### TASK STATEMENT
Go through the listing below from the line containing "Annotation task — pin every instance of the vine" to its last line, retyping each line exactly and nothing else.

_ _ _

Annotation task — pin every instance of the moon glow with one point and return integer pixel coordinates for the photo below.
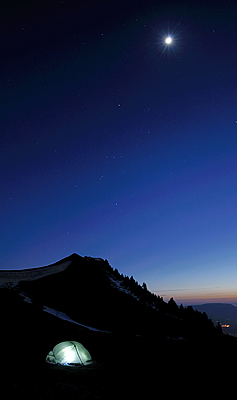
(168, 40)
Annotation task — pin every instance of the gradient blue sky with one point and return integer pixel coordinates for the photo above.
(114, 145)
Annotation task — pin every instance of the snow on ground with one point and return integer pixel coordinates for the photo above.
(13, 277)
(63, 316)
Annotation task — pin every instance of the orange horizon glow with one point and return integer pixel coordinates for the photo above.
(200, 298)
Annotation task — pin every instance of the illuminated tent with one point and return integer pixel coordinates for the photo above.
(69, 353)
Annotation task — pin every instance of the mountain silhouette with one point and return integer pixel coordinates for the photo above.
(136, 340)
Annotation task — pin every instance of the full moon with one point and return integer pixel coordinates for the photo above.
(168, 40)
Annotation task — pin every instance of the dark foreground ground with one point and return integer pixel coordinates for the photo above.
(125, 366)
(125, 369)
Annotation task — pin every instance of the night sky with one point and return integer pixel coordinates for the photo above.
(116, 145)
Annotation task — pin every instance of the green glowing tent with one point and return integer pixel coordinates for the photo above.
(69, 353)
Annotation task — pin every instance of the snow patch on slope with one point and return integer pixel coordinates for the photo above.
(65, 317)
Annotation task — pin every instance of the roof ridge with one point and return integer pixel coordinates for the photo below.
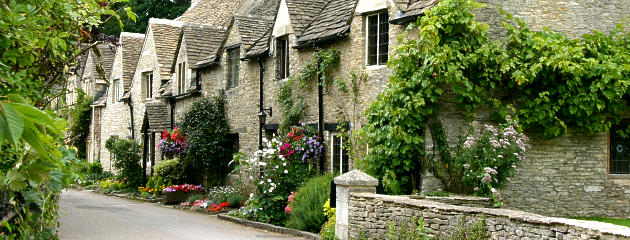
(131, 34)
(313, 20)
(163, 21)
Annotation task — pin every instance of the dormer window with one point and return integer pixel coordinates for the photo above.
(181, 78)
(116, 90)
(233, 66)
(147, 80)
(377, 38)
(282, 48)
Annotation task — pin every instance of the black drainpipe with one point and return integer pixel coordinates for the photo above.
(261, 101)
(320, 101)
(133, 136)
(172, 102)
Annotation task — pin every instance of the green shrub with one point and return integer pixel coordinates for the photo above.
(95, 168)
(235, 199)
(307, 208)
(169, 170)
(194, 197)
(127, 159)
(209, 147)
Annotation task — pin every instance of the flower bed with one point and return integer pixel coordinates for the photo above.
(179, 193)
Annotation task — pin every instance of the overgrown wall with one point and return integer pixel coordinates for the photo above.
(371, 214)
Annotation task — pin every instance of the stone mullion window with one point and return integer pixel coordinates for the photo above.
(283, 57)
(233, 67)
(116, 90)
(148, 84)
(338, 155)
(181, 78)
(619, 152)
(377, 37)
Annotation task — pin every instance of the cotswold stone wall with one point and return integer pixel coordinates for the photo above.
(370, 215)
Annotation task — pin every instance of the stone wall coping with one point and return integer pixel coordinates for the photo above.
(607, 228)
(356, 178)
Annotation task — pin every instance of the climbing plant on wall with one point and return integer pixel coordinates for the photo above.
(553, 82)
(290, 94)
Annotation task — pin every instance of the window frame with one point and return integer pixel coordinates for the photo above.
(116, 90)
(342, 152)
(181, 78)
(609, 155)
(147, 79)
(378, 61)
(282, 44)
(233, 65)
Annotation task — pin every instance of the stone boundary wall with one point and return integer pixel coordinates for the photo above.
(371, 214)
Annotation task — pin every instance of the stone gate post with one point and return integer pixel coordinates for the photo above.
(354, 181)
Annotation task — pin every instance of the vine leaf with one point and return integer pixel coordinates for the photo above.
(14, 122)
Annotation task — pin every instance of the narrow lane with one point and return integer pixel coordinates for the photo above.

_ _ _

### REPLY
Annotation task — pin every instance of the vine leaf with one point and return integer pixel coordinates for the photo above.
(14, 122)
Annotation task — pin every instance of the narrow lane with one point and return integer pixel coordinates for the photo above.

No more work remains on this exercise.